Data section START

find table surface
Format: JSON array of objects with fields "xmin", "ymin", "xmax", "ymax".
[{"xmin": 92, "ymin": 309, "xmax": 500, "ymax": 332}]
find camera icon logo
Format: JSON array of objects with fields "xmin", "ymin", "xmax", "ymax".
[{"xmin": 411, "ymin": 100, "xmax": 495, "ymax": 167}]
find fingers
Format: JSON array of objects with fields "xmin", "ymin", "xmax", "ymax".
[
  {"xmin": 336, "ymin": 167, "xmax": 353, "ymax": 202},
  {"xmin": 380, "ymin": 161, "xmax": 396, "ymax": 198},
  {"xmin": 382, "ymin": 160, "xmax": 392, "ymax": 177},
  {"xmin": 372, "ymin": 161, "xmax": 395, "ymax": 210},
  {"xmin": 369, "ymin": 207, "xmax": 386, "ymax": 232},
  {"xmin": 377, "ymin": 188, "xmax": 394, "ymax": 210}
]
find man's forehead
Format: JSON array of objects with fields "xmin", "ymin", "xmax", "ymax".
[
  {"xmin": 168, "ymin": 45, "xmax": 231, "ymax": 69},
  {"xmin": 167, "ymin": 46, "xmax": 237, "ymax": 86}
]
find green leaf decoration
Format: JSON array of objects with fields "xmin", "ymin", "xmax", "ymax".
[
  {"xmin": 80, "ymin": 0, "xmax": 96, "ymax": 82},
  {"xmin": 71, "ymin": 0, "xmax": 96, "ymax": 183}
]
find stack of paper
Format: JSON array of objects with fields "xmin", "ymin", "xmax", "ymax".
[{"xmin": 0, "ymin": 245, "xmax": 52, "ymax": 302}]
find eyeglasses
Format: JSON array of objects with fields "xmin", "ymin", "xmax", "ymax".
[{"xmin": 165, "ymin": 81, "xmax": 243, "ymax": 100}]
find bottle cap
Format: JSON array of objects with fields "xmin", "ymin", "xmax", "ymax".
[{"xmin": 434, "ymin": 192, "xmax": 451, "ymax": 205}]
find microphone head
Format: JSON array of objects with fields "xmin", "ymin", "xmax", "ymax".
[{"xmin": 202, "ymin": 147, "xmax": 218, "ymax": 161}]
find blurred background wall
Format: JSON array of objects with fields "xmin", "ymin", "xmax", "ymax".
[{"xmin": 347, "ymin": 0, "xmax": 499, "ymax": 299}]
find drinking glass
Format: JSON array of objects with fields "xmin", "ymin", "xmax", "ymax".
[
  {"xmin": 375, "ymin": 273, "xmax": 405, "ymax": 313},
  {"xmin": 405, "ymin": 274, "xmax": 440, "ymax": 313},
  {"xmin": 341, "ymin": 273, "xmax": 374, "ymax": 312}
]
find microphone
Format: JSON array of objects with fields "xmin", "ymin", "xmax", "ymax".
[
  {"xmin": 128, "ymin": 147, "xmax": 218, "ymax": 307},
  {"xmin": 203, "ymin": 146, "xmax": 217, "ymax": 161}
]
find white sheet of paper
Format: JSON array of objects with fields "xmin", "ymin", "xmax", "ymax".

Data section END

Exercise goal: Going through the data above, count the lines where the string "microphone" appears, and answer with only that number.

Answer to the exercise: 2